__WHAT THE EXERCISE ASKS__. Please output exactly the run of lines that starts at the line with "point: banded tail" and ends at the last line of the records below.

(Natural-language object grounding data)
- - - - -

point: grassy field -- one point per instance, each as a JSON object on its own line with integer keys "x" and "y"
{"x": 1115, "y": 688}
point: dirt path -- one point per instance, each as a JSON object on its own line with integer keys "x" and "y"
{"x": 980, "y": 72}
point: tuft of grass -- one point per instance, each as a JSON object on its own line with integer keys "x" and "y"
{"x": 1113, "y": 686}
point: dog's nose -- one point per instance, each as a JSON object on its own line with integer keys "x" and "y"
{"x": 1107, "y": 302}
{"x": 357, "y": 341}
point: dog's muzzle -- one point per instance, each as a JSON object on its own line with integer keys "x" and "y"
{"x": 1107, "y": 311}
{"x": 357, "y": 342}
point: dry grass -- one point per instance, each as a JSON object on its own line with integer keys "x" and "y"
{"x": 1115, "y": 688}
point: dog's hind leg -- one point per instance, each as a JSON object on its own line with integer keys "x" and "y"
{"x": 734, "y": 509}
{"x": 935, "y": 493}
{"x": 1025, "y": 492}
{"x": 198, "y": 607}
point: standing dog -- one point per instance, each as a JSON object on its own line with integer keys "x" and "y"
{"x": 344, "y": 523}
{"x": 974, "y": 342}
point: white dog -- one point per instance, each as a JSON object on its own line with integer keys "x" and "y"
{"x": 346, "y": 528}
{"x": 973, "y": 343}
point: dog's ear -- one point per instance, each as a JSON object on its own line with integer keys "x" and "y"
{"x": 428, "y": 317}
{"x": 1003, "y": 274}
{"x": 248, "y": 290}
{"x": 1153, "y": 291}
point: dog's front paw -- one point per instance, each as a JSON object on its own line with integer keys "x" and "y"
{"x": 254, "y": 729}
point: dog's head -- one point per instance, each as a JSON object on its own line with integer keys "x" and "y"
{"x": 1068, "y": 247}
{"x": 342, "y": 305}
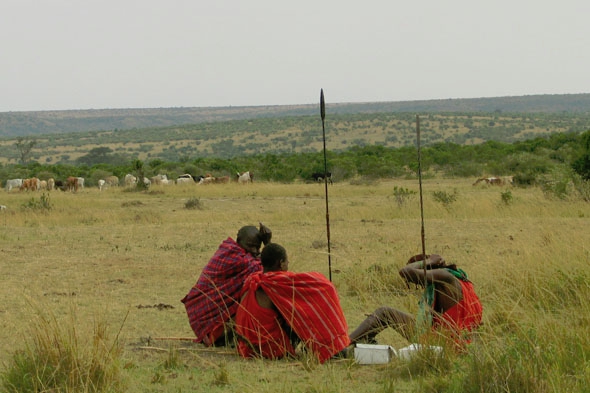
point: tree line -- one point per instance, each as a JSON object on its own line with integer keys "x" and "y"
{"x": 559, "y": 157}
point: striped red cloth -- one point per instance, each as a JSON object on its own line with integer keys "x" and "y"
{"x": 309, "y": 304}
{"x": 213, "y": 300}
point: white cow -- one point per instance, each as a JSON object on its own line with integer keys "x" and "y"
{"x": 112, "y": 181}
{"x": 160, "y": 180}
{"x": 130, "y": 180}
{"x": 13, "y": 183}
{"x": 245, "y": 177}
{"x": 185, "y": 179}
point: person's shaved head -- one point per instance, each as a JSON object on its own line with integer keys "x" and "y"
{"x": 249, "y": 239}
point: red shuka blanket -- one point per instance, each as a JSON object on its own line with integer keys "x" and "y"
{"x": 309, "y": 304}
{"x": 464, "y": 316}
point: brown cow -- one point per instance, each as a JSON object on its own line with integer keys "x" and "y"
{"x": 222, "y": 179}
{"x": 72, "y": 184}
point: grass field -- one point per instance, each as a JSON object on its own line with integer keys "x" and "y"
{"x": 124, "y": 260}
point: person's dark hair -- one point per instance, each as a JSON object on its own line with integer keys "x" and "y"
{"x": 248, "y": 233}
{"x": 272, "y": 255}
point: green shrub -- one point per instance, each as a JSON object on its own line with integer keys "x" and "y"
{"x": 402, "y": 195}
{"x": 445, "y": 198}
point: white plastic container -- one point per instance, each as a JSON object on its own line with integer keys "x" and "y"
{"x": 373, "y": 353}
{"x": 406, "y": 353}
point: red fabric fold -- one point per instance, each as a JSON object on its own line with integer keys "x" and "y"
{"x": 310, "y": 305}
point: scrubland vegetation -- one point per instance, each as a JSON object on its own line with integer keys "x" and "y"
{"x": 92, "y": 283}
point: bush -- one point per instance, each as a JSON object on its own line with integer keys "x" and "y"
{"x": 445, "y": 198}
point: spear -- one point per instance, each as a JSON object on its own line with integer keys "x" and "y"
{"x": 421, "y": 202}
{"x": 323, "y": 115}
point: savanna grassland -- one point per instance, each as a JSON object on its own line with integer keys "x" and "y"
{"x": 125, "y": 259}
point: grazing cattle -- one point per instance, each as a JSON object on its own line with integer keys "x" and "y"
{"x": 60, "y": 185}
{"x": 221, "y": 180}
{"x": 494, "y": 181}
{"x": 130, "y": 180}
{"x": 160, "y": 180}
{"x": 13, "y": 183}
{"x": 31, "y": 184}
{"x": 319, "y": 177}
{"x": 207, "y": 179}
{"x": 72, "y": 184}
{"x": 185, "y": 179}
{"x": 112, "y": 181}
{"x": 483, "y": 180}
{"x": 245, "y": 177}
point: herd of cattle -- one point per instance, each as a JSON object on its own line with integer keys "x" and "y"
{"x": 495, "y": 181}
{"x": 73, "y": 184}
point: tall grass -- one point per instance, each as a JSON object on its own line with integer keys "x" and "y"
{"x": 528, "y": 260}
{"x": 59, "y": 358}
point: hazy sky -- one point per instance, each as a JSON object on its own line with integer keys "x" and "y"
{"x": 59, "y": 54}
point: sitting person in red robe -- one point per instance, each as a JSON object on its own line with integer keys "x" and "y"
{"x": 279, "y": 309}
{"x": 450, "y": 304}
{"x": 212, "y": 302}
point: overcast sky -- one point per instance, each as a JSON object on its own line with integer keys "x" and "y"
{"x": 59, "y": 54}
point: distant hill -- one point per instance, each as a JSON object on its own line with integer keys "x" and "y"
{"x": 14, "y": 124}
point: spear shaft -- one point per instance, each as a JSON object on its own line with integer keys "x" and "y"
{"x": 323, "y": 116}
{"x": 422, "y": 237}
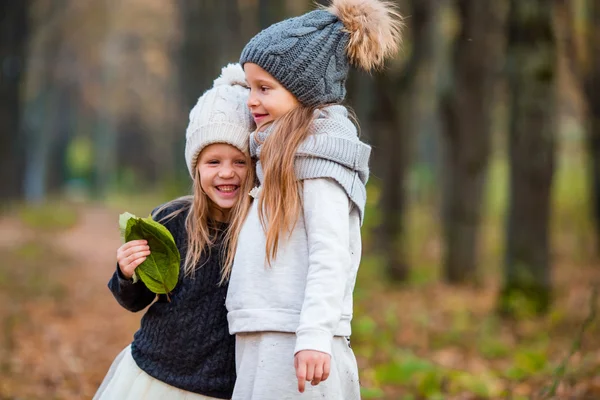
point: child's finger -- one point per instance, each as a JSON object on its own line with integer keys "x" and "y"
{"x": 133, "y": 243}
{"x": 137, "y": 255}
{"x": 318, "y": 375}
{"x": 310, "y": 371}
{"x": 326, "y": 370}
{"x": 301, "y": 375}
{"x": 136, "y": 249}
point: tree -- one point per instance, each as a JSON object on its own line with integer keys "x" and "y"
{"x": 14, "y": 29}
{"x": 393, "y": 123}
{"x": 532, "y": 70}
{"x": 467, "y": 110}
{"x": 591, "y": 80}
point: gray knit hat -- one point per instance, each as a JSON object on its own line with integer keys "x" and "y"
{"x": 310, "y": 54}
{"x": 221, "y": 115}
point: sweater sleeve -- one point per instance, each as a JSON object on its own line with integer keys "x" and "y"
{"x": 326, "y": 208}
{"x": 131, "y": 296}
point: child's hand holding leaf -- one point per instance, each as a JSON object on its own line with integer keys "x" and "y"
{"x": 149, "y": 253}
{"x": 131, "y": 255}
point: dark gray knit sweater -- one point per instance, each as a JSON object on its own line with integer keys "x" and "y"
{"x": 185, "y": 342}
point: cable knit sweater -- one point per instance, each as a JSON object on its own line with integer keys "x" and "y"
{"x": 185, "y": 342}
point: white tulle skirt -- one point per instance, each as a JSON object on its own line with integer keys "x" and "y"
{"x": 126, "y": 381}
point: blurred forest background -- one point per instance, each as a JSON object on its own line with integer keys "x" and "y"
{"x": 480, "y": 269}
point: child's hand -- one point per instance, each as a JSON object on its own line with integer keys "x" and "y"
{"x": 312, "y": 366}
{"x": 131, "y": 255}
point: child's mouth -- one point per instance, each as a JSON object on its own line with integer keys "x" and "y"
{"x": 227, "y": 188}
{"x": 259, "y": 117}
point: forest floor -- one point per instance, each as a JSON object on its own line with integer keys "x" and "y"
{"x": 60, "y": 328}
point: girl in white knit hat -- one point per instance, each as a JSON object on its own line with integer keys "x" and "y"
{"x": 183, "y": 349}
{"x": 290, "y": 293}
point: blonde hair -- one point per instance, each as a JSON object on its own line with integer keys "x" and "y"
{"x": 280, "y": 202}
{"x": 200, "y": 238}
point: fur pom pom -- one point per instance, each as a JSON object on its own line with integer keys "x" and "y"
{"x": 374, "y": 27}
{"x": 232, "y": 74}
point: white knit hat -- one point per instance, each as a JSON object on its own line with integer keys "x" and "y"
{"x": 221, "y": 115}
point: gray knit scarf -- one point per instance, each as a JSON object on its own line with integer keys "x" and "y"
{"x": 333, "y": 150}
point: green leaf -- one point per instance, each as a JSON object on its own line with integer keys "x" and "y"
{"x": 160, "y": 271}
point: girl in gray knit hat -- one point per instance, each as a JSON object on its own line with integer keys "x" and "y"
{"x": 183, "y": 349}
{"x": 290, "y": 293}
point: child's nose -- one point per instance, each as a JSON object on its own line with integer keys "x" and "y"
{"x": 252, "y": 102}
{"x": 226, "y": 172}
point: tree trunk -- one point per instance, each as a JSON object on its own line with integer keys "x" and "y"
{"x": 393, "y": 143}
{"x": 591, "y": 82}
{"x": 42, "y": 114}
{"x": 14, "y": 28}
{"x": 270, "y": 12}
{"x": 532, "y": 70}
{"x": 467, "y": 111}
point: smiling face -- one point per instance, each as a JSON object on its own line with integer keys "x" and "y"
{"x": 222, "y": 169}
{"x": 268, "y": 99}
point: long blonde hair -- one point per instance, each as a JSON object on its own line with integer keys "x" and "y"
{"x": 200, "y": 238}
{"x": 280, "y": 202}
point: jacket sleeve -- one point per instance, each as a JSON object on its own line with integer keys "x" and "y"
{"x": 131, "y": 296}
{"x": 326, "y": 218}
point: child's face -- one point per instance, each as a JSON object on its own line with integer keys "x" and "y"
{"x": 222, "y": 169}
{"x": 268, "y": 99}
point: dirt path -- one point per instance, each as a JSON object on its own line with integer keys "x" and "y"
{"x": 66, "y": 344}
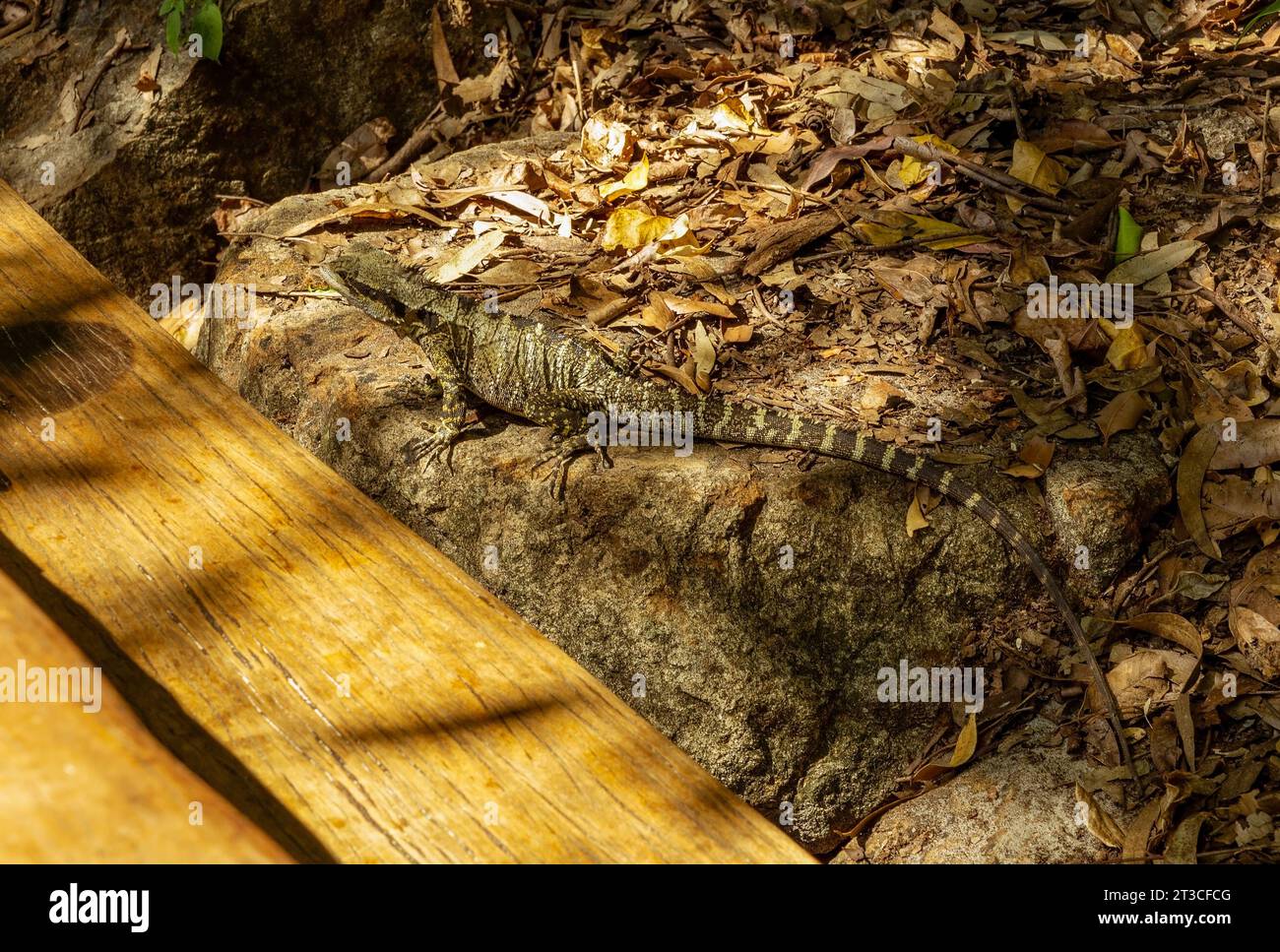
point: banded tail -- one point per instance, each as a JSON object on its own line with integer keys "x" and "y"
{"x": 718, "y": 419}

- - - - -

__RESULT FOR THIS TASK__.
point: banded tail -- one point per instance, each as a JSON object on its own line with integer keys "x" and "y"
{"x": 718, "y": 419}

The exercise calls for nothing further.